----- Working data -----

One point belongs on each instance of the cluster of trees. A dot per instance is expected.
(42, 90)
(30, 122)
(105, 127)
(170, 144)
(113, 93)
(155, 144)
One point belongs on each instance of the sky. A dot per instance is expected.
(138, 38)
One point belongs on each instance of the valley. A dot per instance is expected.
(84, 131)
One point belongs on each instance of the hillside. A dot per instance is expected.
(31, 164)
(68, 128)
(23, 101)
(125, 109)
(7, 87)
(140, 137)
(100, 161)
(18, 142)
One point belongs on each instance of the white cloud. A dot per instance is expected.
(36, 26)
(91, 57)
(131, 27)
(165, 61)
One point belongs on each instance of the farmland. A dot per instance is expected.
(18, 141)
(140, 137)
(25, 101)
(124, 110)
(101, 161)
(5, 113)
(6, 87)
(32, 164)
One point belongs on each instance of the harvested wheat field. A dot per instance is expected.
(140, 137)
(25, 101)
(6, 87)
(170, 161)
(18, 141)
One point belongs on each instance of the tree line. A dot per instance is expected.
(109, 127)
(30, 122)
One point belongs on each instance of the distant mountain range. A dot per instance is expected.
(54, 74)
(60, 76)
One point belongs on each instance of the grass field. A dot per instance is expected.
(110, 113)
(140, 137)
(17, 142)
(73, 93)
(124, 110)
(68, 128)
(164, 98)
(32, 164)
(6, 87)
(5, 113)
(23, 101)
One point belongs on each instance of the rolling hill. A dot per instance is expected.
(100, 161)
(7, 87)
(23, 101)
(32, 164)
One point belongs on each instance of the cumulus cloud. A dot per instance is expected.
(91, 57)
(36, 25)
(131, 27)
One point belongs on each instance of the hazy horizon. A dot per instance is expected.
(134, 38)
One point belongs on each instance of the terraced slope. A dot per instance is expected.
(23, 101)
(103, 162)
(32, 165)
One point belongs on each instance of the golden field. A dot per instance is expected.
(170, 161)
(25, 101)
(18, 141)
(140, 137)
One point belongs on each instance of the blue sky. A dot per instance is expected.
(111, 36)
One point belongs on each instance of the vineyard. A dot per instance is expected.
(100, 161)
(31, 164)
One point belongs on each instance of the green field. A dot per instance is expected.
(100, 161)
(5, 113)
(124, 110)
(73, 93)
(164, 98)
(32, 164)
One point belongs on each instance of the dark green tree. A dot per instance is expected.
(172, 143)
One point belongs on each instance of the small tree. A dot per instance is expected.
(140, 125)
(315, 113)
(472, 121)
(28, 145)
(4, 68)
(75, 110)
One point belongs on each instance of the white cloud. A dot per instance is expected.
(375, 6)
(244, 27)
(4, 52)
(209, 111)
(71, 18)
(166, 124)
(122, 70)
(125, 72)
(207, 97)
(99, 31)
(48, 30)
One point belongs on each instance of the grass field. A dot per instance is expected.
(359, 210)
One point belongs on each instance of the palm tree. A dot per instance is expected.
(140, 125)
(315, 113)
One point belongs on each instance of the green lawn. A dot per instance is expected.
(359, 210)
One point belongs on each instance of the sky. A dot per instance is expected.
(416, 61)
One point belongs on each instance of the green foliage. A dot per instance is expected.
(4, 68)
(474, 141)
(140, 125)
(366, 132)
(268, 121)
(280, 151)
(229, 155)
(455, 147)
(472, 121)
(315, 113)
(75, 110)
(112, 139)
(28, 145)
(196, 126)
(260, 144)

-----

**What this task involves:**
An exact transcription of all the records is needed.

**Answer space:**
One point belongs on each instance of the cluster of trees. A dot per instance is expected.
(42, 90)
(30, 122)
(105, 127)
(170, 144)
(113, 93)
(155, 144)
One point belongs on each instance of the sky. A dot per instance is expected.
(138, 38)
One point belongs on each instance of the valley. A dot per instance is expected.
(84, 131)
One point belongs on each instance of the hillside. A dot per instance is expected.
(31, 164)
(68, 128)
(23, 101)
(125, 109)
(7, 87)
(140, 137)
(100, 161)
(18, 142)
One point belongs on each instance of the white cloud. A dot per instance is expected.
(36, 26)
(91, 57)
(131, 27)
(165, 61)
One point belongs on each instance of the farmland. A dot per instance is expected.
(18, 141)
(140, 137)
(25, 101)
(124, 110)
(101, 161)
(5, 113)
(6, 87)
(32, 164)
One point belongs on each instance of the harvested wheat field. A dot per instance is expected.
(140, 137)
(25, 101)
(6, 87)
(170, 161)
(18, 141)
One point belongs on each instance of the tree line. A dot per instance is expected.
(109, 127)
(30, 122)
One point belongs on each instance of the distant mountain range. A dot per instance is expected.
(54, 74)
(60, 76)
One point belongs on each instance of the grass field. A dot per instance is expected.
(110, 113)
(140, 137)
(17, 142)
(73, 93)
(124, 110)
(68, 128)
(164, 98)
(32, 164)
(6, 87)
(5, 113)
(23, 101)
One point belongs on each instance of the rolling hill. A dot per instance is expected.
(100, 161)
(7, 87)
(23, 101)
(32, 164)
One point belongs on each instance of the cumulus cloud. A dot per instance is expected.
(91, 57)
(36, 25)
(131, 27)
One point belongs on each instance of the hazy horizon. A dot per instance is expected.
(134, 38)
One point belongs on each instance of the terraced slope. A dot per instance is expected.
(23, 101)
(103, 162)
(32, 165)
One point belongs on each instance of the golden field. A dot per instance is expected.
(170, 161)
(25, 101)
(18, 141)
(140, 137)
One point belongs on each instance of the blue sky. A dot per instance is expected.
(111, 36)
One point belongs on each instance of the vineyard. A dot per instance is expected.
(100, 161)
(31, 164)
One point belongs on each instance of the green field. A dot per instance is expected.
(100, 161)
(5, 113)
(124, 110)
(73, 93)
(164, 98)
(32, 164)
One point belongs on each instance of the dark green tree. A dot per instance is expected.
(172, 143)
One point belongs on each instance of the small tree. A dot per instance is expected.
(140, 125)
(315, 113)
(472, 121)
(28, 145)
(4, 68)
(75, 110)
One point belongs on each instance of the white cloud. A dot per instance is expected.
(375, 6)
(244, 27)
(4, 52)
(209, 111)
(71, 18)
(166, 124)
(122, 70)
(125, 72)
(207, 97)
(99, 31)
(48, 30)
One point belongs on each instance of the grass field. A dot per instance is expected.
(359, 210)
One point belongs on each instance of the palm tree. A dot per instance is expected.
(140, 125)
(315, 113)
One point belongs on each instance of the green lawn. A dot per instance is expected.
(359, 210)
One point belongs on each instance of the sky. A dot per instance is expected.
(416, 61)
One point belongs on each instance of the green foliage. A dot per instance is expected.
(4, 68)
(474, 141)
(140, 125)
(366, 132)
(268, 121)
(280, 151)
(229, 155)
(455, 147)
(472, 121)
(315, 113)
(75, 110)
(112, 139)
(28, 145)
(196, 126)
(260, 144)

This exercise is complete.